### DOCUMENT EXTRACT
============

Follow the code pipeline to wait until the training job is complete

In [None]:
from IPython.core.display import HTML

HTML('<a target="_blank" href="https://{0}.console.aws.amazon.com/codesuite/codepipeline/pipelines/{1}/view?region={0}">Code Pipeline</a>'.format(region, pipeline_name))

While we are waiting for the code pipeline to run, let's take a look at the model `run.py` code.  

* We can see the XGBoost SageMaker estimator define in the `get_training_params` method.
* The `training_uri` and  `validation_uri` are loaded from the `inputData.json` file in the data directory.

In [None]:
!pygmentize ../model/run.py

Once the training and baseline job is complete we can inspect the exeriment metrics.

In [None]:
from sagemaker import analytics
model_analytics = analytics.ExperimentAnalytics(experiment_name=model_name)
analytics_df = model_analytics.dataframe()

if (analytics_df.shape[0] == 0):
    raise(Exception('Please wait.  No training or baseline jobs'))

pd.set_option('display.max_colwidth', 100) # Increase column width to show full copmontent name
cols = ['TrialComponentName', 'DisplayName', 'SageMaker.InstanceType', 
        'train:rmse - Last', 'validation:rmse - Last'] # return the last rmse for training and validation
analytics_df[analytics_df.columns & cols].head(2)

## Test Dev Deployment

One the endpoint has been deployed and awaiting approval, we can begin some tests.

In [None]:
codepipeline = boto3.client('codepipeline')

def get_pipeline_stage(pipeline_name, stage_name):
    response = codepipeline.get_pipeline_state(name=pipeline_name)
    for stage in response['stageStates']:
        if stage['stageName'] == stage_name:
            return stage
        
# Get last execution id
deploy_dev = get_pipeline_stage(pipeline_name, 'DeployDev')
if not 'latestExecution' in deploy_dev:
    raise(Exception('Please wait.  Deploy dev not started'))
    
execution_id = deploy_dev['latestExecution']['pipelineExecutionId']
dev_endpoint_name = 'mlops-{}-dev-{}'.format(model_name, execution_id)

print('endpoint name: {}'.format(dev_endpoint_name))

Wait until the dev endpoint is in service (this can take up to 10 minutes)

In [None]:
sm = boto3.client('sagemaker')

while True:
    try:
        response = sm.describe_endpoint(EndpointName=dev_endpoint_name)

============

(Saved data entries)
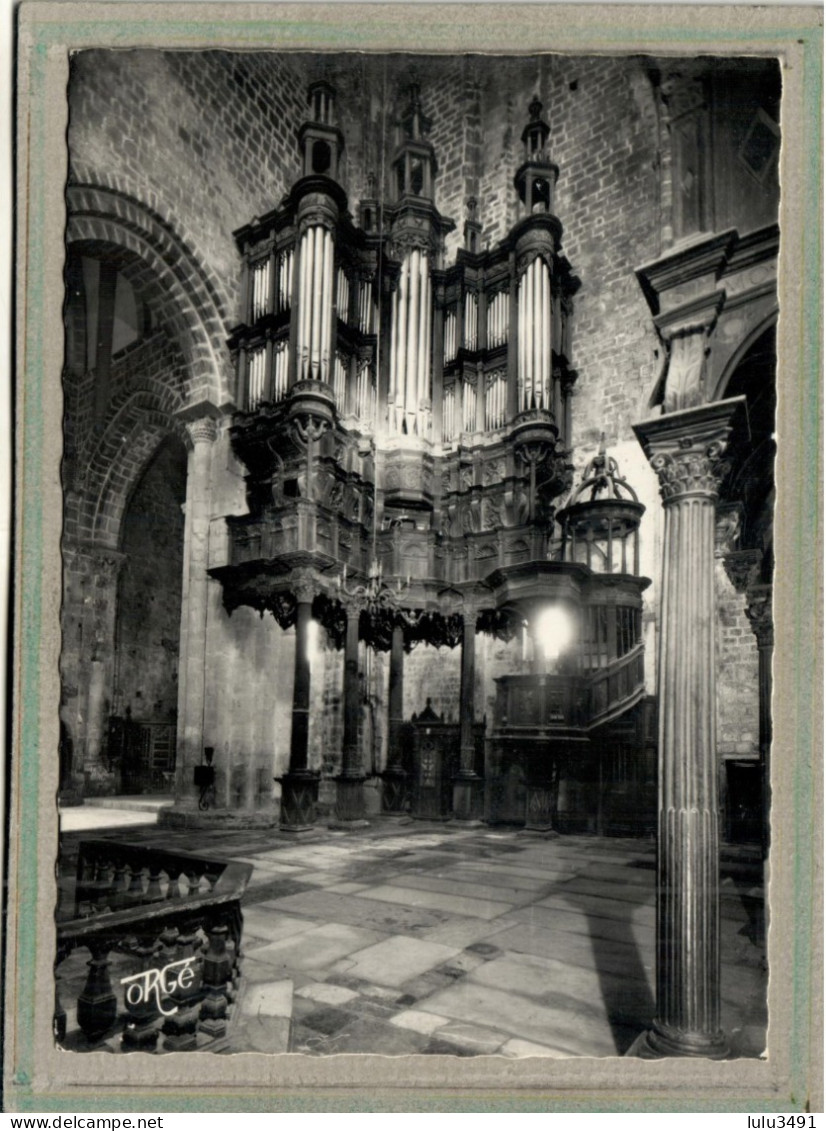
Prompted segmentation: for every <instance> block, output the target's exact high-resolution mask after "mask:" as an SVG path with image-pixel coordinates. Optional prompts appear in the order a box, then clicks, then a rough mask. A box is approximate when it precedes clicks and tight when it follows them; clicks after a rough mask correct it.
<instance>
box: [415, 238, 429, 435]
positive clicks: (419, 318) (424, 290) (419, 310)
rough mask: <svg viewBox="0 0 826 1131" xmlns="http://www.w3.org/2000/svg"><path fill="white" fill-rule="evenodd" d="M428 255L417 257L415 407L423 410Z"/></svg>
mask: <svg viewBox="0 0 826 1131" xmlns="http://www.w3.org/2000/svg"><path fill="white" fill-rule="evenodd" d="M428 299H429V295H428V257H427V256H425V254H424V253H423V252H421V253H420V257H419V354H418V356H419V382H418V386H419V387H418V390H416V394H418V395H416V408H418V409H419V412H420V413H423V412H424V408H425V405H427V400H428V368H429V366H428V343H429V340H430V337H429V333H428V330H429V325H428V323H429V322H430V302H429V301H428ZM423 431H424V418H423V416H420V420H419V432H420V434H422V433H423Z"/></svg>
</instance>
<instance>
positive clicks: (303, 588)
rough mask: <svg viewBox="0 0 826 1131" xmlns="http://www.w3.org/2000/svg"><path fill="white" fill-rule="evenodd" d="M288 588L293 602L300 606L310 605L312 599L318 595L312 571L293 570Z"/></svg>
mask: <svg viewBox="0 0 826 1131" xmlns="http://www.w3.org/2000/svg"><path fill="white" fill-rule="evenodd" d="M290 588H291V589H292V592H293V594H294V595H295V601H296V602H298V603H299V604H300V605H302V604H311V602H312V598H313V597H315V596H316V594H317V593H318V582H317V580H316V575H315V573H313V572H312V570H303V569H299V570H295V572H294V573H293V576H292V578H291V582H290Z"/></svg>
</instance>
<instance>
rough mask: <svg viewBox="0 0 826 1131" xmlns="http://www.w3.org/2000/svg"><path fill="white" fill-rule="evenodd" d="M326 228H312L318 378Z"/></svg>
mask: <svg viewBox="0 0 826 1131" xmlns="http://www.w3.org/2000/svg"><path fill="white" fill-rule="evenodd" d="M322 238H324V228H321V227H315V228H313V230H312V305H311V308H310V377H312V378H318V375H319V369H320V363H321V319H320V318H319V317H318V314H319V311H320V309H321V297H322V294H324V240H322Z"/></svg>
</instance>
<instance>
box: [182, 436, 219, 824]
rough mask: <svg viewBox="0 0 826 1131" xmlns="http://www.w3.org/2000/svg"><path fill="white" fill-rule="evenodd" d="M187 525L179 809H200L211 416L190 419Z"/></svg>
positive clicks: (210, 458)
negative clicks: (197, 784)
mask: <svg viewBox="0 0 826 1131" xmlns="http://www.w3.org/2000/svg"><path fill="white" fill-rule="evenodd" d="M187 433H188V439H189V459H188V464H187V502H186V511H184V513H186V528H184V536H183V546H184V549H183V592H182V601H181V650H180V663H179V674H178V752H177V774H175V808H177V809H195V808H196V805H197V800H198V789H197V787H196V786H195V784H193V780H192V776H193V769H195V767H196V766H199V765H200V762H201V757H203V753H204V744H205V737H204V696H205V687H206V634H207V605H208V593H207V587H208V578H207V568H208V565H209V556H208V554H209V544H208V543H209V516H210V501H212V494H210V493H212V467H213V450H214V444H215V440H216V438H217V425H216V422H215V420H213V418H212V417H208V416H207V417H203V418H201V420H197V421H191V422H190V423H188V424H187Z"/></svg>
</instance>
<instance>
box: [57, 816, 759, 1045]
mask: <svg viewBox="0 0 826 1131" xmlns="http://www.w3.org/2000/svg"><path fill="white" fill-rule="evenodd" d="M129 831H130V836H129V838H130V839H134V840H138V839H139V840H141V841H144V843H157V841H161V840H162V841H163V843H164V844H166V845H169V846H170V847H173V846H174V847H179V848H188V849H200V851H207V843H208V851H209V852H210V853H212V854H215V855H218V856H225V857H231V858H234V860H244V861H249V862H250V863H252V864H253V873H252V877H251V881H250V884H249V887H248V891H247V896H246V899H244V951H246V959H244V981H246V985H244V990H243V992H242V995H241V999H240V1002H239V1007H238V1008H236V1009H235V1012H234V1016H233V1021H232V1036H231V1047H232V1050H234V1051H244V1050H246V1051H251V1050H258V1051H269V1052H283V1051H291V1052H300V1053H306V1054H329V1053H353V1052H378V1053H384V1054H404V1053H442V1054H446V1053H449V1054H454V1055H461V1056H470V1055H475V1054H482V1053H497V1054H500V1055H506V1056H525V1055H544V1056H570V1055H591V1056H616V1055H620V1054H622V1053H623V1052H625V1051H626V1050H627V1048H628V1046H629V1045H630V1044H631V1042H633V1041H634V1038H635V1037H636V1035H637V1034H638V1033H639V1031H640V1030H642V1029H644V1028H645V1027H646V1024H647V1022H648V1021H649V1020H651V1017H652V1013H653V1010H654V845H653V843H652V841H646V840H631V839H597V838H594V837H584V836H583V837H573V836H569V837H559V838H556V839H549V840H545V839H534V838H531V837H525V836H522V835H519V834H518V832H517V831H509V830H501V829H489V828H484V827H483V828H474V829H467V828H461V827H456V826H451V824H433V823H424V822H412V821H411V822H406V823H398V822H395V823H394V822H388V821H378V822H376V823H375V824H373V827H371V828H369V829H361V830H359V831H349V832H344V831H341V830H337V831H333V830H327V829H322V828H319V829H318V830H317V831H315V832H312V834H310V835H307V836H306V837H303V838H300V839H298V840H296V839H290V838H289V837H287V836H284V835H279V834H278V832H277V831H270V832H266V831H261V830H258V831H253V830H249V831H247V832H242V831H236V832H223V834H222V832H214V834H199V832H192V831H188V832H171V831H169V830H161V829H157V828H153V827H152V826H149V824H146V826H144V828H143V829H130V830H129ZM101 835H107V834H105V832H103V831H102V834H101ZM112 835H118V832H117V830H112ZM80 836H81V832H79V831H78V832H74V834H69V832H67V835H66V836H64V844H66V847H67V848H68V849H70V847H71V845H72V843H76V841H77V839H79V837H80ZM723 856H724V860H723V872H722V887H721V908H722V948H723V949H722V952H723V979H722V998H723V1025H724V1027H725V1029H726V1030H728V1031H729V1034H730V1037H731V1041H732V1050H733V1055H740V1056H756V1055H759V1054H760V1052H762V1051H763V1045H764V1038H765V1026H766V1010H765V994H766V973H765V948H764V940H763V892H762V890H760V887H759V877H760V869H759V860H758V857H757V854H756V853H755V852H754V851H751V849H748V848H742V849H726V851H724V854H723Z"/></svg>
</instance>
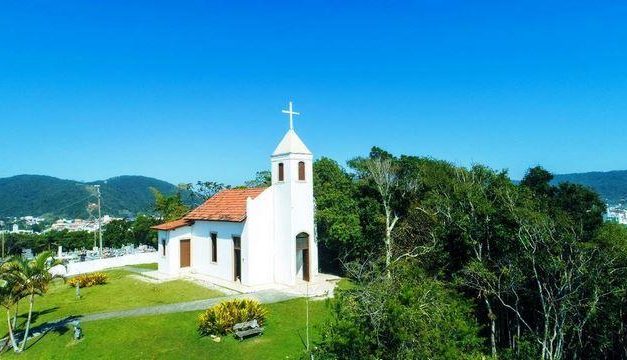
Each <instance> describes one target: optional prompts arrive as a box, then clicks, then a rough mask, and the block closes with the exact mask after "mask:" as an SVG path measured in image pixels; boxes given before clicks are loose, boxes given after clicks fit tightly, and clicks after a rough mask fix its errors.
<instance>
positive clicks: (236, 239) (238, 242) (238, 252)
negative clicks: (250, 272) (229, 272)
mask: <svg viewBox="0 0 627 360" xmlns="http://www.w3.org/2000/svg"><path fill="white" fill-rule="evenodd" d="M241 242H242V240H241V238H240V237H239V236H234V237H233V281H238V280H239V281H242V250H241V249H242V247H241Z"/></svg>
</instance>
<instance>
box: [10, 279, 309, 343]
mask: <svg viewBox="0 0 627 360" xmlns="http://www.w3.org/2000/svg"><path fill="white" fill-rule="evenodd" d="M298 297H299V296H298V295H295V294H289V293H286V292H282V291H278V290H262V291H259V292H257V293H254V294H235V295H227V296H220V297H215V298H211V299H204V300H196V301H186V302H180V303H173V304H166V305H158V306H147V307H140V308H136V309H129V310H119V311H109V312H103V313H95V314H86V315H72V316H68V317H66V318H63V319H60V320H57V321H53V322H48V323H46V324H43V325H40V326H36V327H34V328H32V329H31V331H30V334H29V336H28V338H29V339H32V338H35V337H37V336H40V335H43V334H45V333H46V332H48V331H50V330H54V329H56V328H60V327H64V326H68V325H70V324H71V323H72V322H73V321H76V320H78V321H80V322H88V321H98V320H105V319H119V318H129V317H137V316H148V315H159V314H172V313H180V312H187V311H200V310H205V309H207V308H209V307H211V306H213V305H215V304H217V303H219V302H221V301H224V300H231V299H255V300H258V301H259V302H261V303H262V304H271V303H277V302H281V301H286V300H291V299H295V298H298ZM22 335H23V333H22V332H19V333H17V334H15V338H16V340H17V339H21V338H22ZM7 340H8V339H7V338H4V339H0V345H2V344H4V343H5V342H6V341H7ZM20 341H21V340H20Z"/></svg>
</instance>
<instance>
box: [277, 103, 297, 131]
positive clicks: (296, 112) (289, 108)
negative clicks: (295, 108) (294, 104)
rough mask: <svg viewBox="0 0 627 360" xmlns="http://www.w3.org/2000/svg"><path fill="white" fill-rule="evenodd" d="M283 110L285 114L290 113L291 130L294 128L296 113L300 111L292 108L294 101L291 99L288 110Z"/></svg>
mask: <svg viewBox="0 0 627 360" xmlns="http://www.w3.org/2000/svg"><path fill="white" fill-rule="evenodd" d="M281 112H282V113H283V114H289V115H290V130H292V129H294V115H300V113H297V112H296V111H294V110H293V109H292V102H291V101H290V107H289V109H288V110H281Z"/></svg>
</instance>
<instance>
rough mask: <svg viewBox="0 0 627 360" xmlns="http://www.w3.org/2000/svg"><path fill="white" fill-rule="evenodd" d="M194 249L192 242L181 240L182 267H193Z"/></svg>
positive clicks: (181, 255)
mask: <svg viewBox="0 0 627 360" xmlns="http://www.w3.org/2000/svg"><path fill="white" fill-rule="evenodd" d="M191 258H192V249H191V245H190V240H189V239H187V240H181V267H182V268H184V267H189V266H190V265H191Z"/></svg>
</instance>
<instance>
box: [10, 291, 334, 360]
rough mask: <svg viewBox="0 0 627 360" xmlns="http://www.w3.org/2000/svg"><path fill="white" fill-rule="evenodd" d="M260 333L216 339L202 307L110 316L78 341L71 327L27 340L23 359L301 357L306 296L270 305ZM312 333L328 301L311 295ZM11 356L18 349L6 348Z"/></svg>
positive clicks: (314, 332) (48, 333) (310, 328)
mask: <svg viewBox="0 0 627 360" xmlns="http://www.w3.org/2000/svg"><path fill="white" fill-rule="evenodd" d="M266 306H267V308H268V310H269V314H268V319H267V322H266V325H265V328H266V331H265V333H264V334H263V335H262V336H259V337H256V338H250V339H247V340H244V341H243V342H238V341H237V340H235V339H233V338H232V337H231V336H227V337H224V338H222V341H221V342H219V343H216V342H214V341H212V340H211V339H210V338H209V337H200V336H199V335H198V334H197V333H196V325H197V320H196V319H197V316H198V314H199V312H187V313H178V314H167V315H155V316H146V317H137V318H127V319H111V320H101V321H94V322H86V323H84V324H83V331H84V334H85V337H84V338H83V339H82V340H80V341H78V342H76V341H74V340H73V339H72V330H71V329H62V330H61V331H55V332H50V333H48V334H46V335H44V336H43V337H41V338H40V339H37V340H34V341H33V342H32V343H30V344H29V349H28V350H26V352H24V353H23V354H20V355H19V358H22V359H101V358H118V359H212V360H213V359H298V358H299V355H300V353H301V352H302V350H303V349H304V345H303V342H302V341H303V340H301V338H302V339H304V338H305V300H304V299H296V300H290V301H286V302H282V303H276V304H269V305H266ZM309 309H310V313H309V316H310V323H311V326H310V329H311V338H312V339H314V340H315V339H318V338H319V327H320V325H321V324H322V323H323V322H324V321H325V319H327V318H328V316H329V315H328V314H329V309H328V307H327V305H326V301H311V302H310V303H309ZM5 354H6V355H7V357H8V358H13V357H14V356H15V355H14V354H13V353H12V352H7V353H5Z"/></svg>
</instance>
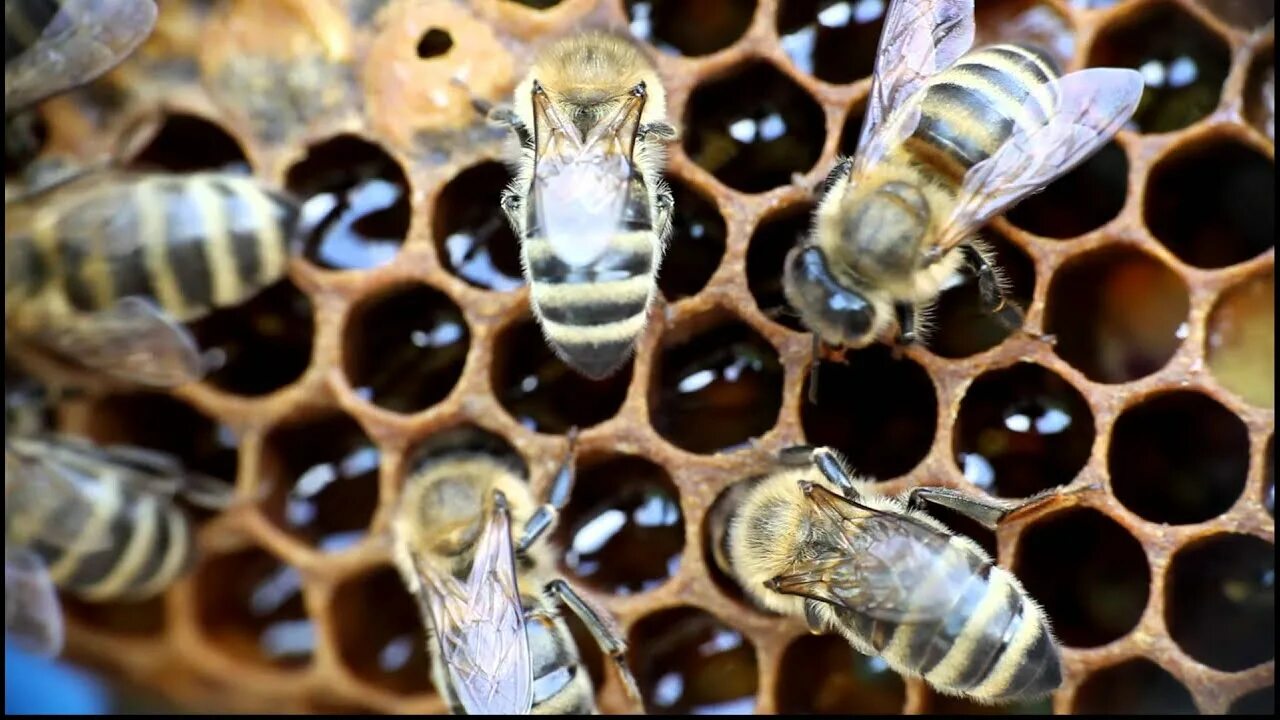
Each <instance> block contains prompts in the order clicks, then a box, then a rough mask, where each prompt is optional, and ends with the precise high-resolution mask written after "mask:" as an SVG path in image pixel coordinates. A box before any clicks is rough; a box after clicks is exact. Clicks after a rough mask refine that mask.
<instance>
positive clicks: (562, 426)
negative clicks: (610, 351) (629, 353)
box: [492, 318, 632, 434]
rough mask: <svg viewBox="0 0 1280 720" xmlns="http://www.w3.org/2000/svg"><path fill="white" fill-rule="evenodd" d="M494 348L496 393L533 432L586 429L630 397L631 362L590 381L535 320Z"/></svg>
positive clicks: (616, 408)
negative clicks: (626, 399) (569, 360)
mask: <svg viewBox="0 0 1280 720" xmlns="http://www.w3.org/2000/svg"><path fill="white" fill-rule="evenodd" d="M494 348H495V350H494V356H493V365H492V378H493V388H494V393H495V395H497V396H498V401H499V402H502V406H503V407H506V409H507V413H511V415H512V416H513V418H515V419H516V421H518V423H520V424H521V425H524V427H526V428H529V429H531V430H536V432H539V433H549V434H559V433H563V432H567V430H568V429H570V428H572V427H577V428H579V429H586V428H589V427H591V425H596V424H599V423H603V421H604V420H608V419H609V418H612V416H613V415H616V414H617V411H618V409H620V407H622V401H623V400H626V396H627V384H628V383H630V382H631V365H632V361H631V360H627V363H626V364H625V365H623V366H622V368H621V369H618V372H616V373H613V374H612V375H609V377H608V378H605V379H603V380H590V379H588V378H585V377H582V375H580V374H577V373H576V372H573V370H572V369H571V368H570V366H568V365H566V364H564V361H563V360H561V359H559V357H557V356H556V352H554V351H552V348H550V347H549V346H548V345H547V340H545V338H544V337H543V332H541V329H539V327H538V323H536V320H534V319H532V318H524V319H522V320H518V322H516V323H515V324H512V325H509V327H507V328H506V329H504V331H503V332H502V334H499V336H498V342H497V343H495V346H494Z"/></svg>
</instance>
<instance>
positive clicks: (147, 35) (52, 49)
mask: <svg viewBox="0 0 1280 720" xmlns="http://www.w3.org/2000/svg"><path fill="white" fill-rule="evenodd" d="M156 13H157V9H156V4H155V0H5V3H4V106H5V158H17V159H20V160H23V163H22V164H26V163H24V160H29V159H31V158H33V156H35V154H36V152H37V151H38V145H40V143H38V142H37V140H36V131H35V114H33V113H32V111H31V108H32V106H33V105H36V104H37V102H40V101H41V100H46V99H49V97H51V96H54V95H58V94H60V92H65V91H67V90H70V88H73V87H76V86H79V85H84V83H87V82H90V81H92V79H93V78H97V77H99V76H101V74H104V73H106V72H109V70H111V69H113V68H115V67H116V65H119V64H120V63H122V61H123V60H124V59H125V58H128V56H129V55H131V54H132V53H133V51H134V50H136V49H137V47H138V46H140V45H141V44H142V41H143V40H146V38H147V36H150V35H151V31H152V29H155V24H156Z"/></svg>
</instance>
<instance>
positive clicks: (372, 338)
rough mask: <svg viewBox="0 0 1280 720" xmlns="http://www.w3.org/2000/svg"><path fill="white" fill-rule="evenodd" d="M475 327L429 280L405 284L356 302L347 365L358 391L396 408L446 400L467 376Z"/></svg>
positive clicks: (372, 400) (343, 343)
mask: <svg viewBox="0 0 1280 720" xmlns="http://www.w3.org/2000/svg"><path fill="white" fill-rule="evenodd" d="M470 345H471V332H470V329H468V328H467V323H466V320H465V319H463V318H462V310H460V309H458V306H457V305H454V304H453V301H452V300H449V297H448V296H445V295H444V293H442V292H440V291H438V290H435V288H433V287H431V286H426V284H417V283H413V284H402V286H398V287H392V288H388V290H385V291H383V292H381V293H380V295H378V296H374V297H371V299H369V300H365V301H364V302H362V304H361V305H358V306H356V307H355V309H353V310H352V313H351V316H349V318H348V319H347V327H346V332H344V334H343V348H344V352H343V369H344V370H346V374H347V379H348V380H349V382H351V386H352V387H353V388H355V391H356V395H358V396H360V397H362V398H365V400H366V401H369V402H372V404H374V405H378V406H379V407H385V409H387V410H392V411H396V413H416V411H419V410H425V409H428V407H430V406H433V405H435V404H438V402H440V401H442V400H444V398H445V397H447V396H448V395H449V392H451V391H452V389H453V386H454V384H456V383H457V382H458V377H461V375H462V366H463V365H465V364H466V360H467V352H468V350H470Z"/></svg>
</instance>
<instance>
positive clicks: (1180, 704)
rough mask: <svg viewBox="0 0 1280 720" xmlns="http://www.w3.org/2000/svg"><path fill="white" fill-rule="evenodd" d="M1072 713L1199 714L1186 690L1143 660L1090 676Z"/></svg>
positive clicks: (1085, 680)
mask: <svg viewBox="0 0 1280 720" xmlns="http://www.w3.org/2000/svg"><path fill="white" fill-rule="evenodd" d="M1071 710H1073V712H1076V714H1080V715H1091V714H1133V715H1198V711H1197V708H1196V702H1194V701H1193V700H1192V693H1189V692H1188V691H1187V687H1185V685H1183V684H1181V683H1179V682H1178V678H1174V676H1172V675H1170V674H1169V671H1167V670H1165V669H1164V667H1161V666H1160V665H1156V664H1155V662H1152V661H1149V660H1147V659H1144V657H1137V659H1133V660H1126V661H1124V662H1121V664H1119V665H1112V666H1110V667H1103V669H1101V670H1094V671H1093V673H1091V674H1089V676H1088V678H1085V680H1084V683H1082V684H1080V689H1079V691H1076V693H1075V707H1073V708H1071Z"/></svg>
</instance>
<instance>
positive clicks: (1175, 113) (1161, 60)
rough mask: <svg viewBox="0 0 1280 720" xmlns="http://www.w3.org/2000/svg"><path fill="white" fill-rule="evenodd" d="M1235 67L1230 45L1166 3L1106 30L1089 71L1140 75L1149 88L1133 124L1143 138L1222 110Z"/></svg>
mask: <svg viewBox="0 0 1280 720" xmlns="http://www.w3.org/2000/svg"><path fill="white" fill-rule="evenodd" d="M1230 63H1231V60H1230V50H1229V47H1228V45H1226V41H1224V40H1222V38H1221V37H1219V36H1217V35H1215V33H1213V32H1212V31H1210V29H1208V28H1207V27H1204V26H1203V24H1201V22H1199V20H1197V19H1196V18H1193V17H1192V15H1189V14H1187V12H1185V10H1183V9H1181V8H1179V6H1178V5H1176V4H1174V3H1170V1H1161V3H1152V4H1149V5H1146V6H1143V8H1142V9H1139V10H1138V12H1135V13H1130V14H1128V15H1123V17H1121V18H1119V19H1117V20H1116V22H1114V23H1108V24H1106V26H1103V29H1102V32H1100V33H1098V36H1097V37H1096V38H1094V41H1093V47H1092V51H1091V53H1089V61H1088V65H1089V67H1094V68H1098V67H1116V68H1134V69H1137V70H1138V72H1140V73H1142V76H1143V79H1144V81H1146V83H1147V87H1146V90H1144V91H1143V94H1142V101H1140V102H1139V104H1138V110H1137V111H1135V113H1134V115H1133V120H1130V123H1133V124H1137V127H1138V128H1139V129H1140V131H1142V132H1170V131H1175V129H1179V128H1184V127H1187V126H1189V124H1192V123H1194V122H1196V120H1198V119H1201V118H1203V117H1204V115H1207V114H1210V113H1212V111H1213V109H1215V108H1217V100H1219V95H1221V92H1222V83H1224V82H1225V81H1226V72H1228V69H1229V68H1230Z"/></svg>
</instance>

============

### PROBLEM DETAILS
Extend the SageMaker pipeline notebook past its last line. The records have no connection to the SageMaker pipeline notebook.

### WRITTEN REPLY
        print("Endpoint status: {}".format(response['EndpointStatus']))
        if response['EndpointStatus'] == 'InService':
            break
    except ClientError as e:
        print(e.response["Error"]["Message"])
    time.sleep(10)

In [None]:
import numpy as np
from tqdm import tqdm

try:
    # Support SageMaker v2 SDK: https://sagemaker.readthedocs.io/en/stable/v2.html
    from sagemaker.predictor import Predictor
    from sagemaker.serializers import CSVSerializer
    def get_predictor(endpoint_name):
        xgb_predictor = Predictor(endpoint_name)
        xgb_predictor.serializer = CSVSerializer()
        return xgb_predictor
except:
    # Fallback to SageMaker v1.70 SDK
    from sagemaker.predictor import RealTimePredictor, csv_serializer
    def get_predictor(endpoint_name):
        xgb_predictor = RealTimePredictor(endpoint_name)
        xgb_predictor.content_type = 'text/csv'
        xgb_predictor.serializer = csv_serializer
        return xgb_predictor

def predict(predictor, data, rows=500):
    split_array = np.array_split(data, round(data.shape[0] / float(rows)))
    predictions = ''
    for array in tqdm(split_array):
        predictions = ','.join([predictions, predictor.predict(array).decode('utf-8')])
    return np.fromstring(predictions[1:], sep=',')

Invoke the dev endpoint with test data.

In [None]:
dev_predictor = get_predictor(dev_endpoint_name)
predictions = predict(dev_predictor, test_df[test_df.columns[1:]].values)

Load the response into a data frame, and join with predictions to calculate absolute error.

In [None]:
pred_df = pd.DataFrame({'total_amount_predictions': predictions })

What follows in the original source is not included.